The
long-awaited report from the Truth and Reconciliation Commission
(TRC) has not provided any new and startling information about
the tragic events of October 1983 in which the island attracted
international headlines with the killing of a Prime Minister and
a U.S-led military intervention on a very small Caribbean island.
It is rather unfortunate that the major players in the October
tragedy, now languishing at the Richmond Hill prison, did not
participate in the process and help bring final closure to that
very dark chapter in Grenadian history.
The exercise could go down as another waste of tax-payers money
at a time when the country's finances are not that healthy
and deteriorating. The most vexing question is not what brought
about the tragic events within the then ruling New Jewel Movement
(NJM) but what became of the bodies of those persons who were
slaughtered on October 19, 1983, as well as those Grenadians who
were killed in the U.S intervention.
GRENADA TODAY continues to hold the Bernard Coard Gang of prisoners
on "The Hill" responsible for the bodies of late Prime
Minister Maurice Bishop, his executed Cabinet Colleagues and other
associates like Evelyn "Brat" Bullen and Keith Hayling
and Company.
The Coardites have not really apologised to the people of this
country for this barbaric acts that was so foreign to the Spice
Isle in those dark days. This paper has said several times in
the past that Bishop was no saint and was just as guilty as Coard
and Company for some of the atrocities that took place in Grenada
in the name of defending the Grenada Revolution against counter-revolutionaries.

★ ★ ★

Please check statements (a), (b), and (c) against the editorial on the Truth and Reconciliation Commission report: (a) the report provided new and startling information about the events of October 1983; (b) the major players in the October tragedy are held at the Richmond Hill prison; (c) the paper considers Maurice Bishop a saint. Answer yes or no for each, quoting the exact words of the editorial that decide it.

[Collected data]
★ ★ ★

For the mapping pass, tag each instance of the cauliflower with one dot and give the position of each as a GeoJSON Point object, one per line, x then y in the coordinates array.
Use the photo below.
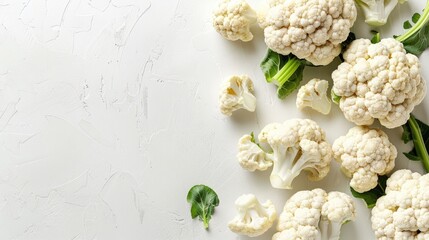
{"type": "Point", "coordinates": [364, 154]}
{"type": "Point", "coordinates": [237, 92]}
{"type": "Point", "coordinates": [233, 18]}
{"type": "Point", "coordinates": [315, 215]}
{"type": "Point", "coordinates": [377, 11]}
{"type": "Point", "coordinates": [250, 156]}
{"type": "Point", "coordinates": [378, 81]}
{"type": "Point", "coordinates": [253, 218]}
{"type": "Point", "coordinates": [403, 213]}
{"type": "Point", "coordinates": [309, 29]}
{"type": "Point", "coordinates": [313, 94]}
{"type": "Point", "coordinates": [292, 146]}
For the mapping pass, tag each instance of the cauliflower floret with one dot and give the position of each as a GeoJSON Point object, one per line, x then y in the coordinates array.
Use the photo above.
{"type": "Point", "coordinates": [315, 215]}
{"type": "Point", "coordinates": [233, 18]}
{"type": "Point", "coordinates": [309, 29]}
{"type": "Point", "coordinates": [403, 213]}
{"type": "Point", "coordinates": [253, 218]}
{"type": "Point", "coordinates": [364, 154]}
{"type": "Point", "coordinates": [237, 92]}
{"type": "Point", "coordinates": [250, 156]}
{"type": "Point", "coordinates": [378, 81]}
{"type": "Point", "coordinates": [296, 145]}
{"type": "Point", "coordinates": [313, 94]}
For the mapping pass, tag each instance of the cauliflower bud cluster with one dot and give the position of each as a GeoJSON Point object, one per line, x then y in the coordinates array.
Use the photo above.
{"type": "Point", "coordinates": [309, 29]}
{"type": "Point", "coordinates": [291, 147]}
{"type": "Point", "coordinates": [403, 213]}
{"type": "Point", "coordinates": [378, 81]}
{"type": "Point", "coordinates": [315, 215]}
{"type": "Point", "coordinates": [364, 154]}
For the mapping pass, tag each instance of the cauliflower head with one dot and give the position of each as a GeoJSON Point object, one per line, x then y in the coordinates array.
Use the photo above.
{"type": "Point", "coordinates": [378, 81]}
{"type": "Point", "coordinates": [232, 19]}
{"type": "Point", "coordinates": [250, 156]}
{"type": "Point", "coordinates": [403, 213]}
{"type": "Point", "coordinates": [293, 146]}
{"type": "Point", "coordinates": [315, 215]}
{"type": "Point", "coordinates": [364, 154]}
{"type": "Point", "coordinates": [253, 218]}
{"type": "Point", "coordinates": [313, 95]}
{"type": "Point", "coordinates": [237, 93]}
{"type": "Point", "coordinates": [309, 29]}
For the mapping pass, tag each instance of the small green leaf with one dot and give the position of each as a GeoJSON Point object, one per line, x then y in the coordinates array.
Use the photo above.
{"type": "Point", "coordinates": [412, 157]}
{"type": "Point", "coordinates": [344, 45]}
{"type": "Point", "coordinates": [203, 201]}
{"type": "Point", "coordinates": [415, 18]}
{"type": "Point", "coordinates": [284, 71]}
{"type": "Point", "coordinates": [372, 195]}
{"type": "Point", "coordinates": [335, 98]}
{"type": "Point", "coordinates": [407, 25]}
{"type": "Point", "coordinates": [376, 37]}
{"type": "Point", "coordinates": [418, 132]}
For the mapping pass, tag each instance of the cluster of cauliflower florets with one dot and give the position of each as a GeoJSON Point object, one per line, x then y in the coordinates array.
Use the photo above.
{"type": "Point", "coordinates": [375, 81]}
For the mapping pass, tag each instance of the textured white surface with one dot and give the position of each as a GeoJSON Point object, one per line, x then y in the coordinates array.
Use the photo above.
{"type": "Point", "coordinates": [108, 115]}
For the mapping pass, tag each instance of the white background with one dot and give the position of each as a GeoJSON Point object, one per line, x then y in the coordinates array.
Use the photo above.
{"type": "Point", "coordinates": [109, 114]}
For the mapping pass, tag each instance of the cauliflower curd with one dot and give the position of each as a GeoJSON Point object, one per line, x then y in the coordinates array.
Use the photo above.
{"type": "Point", "coordinates": [253, 218]}
{"type": "Point", "coordinates": [309, 29]}
{"type": "Point", "coordinates": [364, 154]}
{"type": "Point", "coordinates": [403, 213]}
{"type": "Point", "coordinates": [378, 81]}
{"type": "Point", "coordinates": [315, 215]}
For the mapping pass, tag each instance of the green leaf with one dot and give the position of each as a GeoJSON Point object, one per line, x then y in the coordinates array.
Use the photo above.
{"type": "Point", "coordinates": [376, 37]}
{"type": "Point", "coordinates": [415, 18]}
{"type": "Point", "coordinates": [335, 98]}
{"type": "Point", "coordinates": [416, 39]}
{"type": "Point", "coordinates": [203, 201]}
{"type": "Point", "coordinates": [372, 195]}
{"type": "Point", "coordinates": [284, 71]}
{"type": "Point", "coordinates": [407, 25]}
{"type": "Point", "coordinates": [346, 43]}
{"type": "Point", "coordinates": [418, 132]}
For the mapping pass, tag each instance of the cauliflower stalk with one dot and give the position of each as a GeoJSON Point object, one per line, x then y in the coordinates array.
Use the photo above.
{"type": "Point", "coordinates": [377, 11]}
{"type": "Point", "coordinates": [364, 154]}
{"type": "Point", "coordinates": [232, 19]}
{"type": "Point", "coordinates": [314, 95]}
{"type": "Point", "coordinates": [315, 215]}
{"type": "Point", "coordinates": [293, 146]}
{"type": "Point", "coordinates": [253, 218]}
{"type": "Point", "coordinates": [378, 81]}
{"type": "Point", "coordinates": [237, 93]}
{"type": "Point", "coordinates": [403, 213]}
{"type": "Point", "coordinates": [309, 29]}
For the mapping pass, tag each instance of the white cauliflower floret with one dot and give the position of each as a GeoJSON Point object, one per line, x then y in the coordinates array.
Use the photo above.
{"type": "Point", "coordinates": [403, 213]}
{"type": "Point", "coordinates": [309, 29]}
{"type": "Point", "coordinates": [253, 218]}
{"type": "Point", "coordinates": [296, 145]}
{"type": "Point", "coordinates": [233, 18]}
{"type": "Point", "coordinates": [250, 156]}
{"type": "Point", "coordinates": [378, 81]}
{"type": "Point", "coordinates": [364, 154]}
{"type": "Point", "coordinates": [237, 93]}
{"type": "Point", "coordinates": [313, 95]}
{"type": "Point", "coordinates": [315, 215]}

★ ★ ★

SOLVED PROBLEM:
(a) No: "has not provided any new and startling information about the tragic events of October 1983"
(b) Yes: "now languishing at the Richmond Hill prison"
(c) No: "Bishop was no saint"